_Dataset extract_:
□ □ □

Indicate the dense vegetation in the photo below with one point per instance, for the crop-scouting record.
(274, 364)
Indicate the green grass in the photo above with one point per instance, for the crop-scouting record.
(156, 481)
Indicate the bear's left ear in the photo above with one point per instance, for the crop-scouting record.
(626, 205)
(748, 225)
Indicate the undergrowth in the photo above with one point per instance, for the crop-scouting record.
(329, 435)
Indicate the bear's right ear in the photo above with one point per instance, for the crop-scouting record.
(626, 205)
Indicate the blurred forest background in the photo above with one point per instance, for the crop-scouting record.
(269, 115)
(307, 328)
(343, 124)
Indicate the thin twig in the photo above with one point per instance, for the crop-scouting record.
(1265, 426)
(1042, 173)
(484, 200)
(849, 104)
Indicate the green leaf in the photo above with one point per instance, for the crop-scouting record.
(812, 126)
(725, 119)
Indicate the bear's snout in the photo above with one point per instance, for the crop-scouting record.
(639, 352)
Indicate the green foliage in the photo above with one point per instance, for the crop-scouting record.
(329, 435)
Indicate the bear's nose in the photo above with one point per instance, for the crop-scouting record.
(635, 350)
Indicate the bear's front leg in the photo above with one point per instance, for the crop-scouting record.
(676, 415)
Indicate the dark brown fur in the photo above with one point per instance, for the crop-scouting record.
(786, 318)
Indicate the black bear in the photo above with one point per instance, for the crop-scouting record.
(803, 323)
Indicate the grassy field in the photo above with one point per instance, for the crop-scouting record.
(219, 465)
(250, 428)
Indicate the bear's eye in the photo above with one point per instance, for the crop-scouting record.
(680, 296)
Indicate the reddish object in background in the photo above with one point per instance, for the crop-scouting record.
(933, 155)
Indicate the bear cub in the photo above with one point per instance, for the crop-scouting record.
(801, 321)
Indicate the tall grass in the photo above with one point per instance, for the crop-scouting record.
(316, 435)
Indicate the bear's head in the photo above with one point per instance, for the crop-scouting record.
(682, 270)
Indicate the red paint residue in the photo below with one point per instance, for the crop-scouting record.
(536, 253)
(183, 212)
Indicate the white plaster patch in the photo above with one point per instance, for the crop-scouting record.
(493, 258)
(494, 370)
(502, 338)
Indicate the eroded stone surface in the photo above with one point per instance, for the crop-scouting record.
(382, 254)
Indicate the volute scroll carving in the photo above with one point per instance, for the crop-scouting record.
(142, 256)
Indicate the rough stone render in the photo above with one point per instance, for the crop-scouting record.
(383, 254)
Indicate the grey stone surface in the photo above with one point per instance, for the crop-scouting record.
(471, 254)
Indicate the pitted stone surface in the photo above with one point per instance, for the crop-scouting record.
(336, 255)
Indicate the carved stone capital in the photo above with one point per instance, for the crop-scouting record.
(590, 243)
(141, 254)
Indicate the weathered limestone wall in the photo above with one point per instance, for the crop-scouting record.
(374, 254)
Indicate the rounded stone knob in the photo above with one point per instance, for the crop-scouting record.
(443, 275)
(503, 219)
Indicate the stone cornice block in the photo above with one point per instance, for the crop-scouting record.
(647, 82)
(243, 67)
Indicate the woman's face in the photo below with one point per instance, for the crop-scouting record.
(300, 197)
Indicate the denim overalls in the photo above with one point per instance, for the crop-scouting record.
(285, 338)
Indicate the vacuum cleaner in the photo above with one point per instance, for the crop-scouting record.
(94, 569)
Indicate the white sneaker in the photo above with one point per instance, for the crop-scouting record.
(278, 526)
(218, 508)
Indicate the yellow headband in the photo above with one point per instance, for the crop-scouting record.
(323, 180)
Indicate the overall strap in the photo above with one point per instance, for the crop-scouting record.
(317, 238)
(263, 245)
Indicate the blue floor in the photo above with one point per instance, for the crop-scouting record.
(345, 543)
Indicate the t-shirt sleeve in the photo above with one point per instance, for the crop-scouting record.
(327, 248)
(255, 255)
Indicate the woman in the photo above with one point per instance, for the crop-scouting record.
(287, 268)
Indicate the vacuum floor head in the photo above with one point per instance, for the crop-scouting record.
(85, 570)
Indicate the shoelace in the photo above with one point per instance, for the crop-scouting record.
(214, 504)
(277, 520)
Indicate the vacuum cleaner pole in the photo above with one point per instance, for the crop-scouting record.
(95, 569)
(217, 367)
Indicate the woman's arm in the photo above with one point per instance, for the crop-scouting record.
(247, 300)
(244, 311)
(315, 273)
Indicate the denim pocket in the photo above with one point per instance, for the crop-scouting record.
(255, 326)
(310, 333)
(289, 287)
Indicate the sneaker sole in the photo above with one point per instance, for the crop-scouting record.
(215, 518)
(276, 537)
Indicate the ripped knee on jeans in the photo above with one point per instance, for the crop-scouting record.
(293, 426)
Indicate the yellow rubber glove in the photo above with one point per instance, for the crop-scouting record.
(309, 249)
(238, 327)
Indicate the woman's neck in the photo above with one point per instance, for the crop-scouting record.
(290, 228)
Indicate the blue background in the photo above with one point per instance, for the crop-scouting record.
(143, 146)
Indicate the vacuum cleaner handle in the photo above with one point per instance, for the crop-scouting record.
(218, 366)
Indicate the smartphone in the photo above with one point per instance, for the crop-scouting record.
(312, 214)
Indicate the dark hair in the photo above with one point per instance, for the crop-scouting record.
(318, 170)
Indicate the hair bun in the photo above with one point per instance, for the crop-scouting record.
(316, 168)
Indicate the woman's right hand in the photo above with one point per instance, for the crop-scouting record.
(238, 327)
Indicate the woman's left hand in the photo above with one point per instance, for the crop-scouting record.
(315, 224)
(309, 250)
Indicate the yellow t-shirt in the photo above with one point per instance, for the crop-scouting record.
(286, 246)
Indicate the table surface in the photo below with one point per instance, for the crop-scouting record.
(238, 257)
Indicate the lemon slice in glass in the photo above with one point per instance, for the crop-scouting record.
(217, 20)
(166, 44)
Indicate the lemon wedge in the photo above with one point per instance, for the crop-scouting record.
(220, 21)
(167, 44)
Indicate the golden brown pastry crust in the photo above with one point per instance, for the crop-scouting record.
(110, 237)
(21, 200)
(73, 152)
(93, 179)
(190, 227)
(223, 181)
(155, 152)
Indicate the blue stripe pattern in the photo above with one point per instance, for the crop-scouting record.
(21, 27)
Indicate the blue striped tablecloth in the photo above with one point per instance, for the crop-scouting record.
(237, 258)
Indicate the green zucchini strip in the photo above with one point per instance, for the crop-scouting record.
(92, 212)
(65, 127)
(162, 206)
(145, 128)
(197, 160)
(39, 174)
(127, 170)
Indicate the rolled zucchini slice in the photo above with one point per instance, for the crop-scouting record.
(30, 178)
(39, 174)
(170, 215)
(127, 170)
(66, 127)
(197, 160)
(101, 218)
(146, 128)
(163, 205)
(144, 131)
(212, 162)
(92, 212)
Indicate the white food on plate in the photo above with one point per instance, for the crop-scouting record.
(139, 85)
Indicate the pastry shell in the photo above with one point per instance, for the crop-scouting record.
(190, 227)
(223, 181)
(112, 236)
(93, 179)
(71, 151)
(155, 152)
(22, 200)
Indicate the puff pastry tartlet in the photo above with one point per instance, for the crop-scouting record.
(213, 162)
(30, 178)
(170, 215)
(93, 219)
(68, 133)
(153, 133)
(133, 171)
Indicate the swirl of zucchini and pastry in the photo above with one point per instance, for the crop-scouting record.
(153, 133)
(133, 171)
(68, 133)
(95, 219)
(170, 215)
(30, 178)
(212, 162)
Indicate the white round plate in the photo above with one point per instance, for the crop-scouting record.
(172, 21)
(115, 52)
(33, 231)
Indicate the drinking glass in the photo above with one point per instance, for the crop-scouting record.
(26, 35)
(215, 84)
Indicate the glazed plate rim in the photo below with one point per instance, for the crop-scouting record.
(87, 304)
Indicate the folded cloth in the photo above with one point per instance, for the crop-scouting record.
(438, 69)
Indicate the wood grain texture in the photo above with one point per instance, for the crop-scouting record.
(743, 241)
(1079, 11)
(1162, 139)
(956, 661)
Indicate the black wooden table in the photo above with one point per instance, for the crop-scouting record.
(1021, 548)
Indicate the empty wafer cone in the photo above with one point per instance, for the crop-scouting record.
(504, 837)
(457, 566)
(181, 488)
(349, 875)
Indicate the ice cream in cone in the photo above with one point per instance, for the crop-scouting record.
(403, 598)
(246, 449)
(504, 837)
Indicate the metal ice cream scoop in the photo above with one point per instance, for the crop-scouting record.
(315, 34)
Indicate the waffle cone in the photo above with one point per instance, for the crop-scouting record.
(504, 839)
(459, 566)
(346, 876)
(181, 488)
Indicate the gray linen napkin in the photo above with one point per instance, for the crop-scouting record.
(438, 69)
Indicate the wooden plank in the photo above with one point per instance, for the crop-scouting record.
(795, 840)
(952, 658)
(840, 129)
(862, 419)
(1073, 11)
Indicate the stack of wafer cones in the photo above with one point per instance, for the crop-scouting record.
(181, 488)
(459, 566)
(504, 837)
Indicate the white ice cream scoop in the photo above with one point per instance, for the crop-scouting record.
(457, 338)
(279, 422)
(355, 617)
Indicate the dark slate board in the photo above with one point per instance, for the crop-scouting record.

□ □ □

_Stated goal_:
Copy the records from the line with "Indicate the folded" up to and including the line with "(1021, 548)", keeping every line and shifting each coordinate in the answer points up by 55.

_Full response_:
Indicate the folded cloth in the photo above with one point per instance, for the crop-scouting record.
(493, 124)
Indicate the wood grain texture in the photo above with one point per instance, for the crop-scouting record.
(798, 296)
(1134, 66)
(1217, 194)
(1011, 716)
Indicate the black wooden table in the photo above with one point per instance, for the crop-scouting record.
(1076, 603)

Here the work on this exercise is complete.